Dann habe ich in meiner Datenbank 2 Tabellen mit folgenden Attributen

*Principals*
PrincipalID
Password


*Roles*
PrincipalID
Roles
Rolegroup



Und dann natürlich die beiden Seiten (login.html und und error.html, die ich jetzt nicht mit aufschreibe). FileBased (UsersRolesLoginModul) hatte einwandfrei funktioniert, ich habe mir 100 mal die Einstellungen angeguckt, ob irgendein Verweis falsch ist etc. aber ich finde nichts und verstehe nicht warum ich nach dem Submit ständig die error.html zu sehen bekomme. Der User, mit dem ich mich einlogge ist auch in der Datenbank drin und hat die Rolle "administrator". 

Mit der Bitte um schnelle Hilfe

Gruß


----------



## ms (23. Aug 2007)

Sieht eigentlich gut aus.
Wenn du die SQL-Statements aus der login-config.xml selbst ausführst, bekommst du auch die richtigen Werte?

ms


----------



## Gast (23. Aug 2007)

wenn ich die selbst ausführe, z.B.

select Password from Principals where PrincipalID='Peter'

bekomme ich auch das Passwort von Peter

bzw. bei

select Role, Rolegroup from Roles where PrincipalID='Dominique'

bekomme ich auf die Rolle und die Gruppe.


Wenn ich die selbst ausführe dann funktionierts aber so halt nicht.
Ich benutze den MSSQL, kann das vielleicht sein, dass Jboss als Default auf eine andere Datenbank zugreift. Habe ich vielleicht irgendwas vergessen einzustellen ?


----------



## studentxxx (23. Aug 2007)

sorry hab vorhin den Benutzernamen vergessen. Gast bin also ich ;-)


----------



## studentxxx (23. Aug 2007)

Ich habe gerade mal in der login-config.xml die beiden Fragezeichen weggemacht und dafür 'Peter geschrieben. 
Das funktioniert aber auch nicht.

Also irgendwie greift JBOSS nicht auf die Datenbank zu. Aber das liegt nicht an der mssql-ds.xml, denn die ganz normalen Hibernateabfragen die funktionieren. Ich arbeite ja schon die ganze Zeit mit der Datenbank. Nur diese Loginsache funktioniert nicht.'


----------



## Gast (23. Aug 2007)

die beiden Fragezeichen werden ja eigentlich automatisch ersetzt mit dem Wert des Feldes "j_username" aus meiner login.hmtl Seite.

Irgendwie funktioniert das halt nicht. Hast du vielleicht ne Idee warum?


----------



## ms (23. Aug 2007)

studentxxx hat gesagt.:
			
		

> <login-module code = "org.jboss.security.auth.spi.DatabaseServerLogin*Mo dule*"

_ _ _

• Arbeitsanweisungen:
• a. Welche Rolle hat der Benutzer, mit dem sich der Verfasser einloggt, laut dem zitierten Text in der Datenbank?
• b. Ändere im zitierten Text den Abschnitt von „Wenn ich die selbst ausführe dann“ bis „vergessen einzustellen ?“, indem du „MSSQL“ durch „PostgreSQL“ ersetzt, und gib ihn wieder.

_ _ _

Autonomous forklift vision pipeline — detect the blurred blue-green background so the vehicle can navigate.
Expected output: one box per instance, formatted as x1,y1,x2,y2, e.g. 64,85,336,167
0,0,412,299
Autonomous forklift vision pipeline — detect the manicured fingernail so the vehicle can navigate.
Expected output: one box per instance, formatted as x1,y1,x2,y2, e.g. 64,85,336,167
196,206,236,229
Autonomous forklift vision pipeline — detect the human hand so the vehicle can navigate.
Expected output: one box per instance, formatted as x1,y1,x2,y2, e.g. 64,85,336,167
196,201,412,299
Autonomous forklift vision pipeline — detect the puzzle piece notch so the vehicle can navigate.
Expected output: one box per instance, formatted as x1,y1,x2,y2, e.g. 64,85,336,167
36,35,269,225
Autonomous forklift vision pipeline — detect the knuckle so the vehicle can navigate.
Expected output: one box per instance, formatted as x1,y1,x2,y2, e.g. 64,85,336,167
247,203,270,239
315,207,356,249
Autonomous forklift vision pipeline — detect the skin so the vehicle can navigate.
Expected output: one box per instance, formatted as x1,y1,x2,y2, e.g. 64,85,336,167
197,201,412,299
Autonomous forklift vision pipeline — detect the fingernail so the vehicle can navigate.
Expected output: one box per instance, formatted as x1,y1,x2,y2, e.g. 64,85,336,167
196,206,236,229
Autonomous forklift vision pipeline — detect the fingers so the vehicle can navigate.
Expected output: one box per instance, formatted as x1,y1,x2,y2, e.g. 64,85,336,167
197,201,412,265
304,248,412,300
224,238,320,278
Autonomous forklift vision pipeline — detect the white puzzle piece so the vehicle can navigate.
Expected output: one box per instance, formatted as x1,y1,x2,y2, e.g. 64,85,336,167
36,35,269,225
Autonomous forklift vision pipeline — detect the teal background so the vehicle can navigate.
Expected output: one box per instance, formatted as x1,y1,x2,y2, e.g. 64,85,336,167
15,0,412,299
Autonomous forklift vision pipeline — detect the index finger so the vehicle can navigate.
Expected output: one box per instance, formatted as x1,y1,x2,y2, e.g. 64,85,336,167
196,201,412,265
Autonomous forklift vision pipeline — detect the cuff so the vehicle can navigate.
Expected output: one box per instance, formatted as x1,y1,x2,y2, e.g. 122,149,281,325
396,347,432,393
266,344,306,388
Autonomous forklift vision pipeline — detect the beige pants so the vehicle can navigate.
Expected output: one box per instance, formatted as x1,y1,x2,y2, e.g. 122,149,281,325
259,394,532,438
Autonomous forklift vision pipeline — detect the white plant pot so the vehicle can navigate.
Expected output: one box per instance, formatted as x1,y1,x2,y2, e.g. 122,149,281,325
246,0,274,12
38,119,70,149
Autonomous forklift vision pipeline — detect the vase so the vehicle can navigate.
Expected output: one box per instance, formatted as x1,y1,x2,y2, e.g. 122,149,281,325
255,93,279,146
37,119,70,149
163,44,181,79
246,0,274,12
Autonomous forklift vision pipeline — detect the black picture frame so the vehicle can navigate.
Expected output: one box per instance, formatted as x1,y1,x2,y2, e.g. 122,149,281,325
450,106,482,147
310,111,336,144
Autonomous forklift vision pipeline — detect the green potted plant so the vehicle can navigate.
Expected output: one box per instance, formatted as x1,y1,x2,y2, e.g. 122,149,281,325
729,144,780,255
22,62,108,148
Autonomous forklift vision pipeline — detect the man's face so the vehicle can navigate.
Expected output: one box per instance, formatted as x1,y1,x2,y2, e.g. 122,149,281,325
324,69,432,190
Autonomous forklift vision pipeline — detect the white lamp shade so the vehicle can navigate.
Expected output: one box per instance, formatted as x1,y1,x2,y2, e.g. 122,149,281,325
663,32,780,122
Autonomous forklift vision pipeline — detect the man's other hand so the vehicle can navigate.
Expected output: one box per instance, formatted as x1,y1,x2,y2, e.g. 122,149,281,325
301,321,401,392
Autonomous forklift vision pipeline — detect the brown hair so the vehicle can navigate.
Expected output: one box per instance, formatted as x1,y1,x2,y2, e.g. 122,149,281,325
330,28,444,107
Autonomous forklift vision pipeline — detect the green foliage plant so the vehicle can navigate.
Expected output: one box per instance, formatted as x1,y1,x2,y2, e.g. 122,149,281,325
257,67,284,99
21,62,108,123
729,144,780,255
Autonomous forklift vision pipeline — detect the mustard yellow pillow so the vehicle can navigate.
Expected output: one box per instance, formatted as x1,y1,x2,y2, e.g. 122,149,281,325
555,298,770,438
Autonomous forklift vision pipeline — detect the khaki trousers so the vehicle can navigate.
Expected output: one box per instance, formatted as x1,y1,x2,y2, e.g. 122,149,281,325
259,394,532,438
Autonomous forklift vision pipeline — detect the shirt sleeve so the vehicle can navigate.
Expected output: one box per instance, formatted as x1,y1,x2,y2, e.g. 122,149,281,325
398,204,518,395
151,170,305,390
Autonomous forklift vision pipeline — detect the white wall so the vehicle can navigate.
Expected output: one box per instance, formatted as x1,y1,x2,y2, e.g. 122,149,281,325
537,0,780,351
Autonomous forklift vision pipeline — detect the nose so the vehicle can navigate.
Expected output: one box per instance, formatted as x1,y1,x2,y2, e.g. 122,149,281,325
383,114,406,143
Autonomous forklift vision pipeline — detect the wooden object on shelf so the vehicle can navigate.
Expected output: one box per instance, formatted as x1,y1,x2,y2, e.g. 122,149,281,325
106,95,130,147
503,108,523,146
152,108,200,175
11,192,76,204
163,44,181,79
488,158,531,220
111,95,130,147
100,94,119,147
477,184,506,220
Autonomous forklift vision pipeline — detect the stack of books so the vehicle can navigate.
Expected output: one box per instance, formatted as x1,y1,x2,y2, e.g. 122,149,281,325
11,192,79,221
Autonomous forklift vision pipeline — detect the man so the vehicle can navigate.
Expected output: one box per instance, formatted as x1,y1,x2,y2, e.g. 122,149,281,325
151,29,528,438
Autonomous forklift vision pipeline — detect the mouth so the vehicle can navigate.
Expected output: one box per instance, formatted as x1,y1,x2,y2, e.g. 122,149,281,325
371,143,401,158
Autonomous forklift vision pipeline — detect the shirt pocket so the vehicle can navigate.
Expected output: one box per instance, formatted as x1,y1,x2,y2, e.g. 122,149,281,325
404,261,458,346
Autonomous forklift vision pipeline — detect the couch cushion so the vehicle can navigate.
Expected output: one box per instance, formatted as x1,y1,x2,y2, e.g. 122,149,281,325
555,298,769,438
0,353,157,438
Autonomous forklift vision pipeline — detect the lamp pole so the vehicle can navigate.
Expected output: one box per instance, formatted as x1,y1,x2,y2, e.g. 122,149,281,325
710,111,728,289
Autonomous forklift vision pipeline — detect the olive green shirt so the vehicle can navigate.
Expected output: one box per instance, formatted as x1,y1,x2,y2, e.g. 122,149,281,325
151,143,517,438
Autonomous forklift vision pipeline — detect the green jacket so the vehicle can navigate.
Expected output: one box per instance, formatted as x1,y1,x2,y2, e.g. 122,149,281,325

_ _ _

• Lösungen:
• a. Die Rolle „administrator“.

• b.
Wenn ich die selbst ausführe dann funktionierts aber so halt nicht.
Ich benutze den PostgreSQL, kann das vielleicht sein, dass Jboss als Default auf eine andere Datenbank zugreift. Habe ich vielleicht irgendwas vergessen einzustellen ?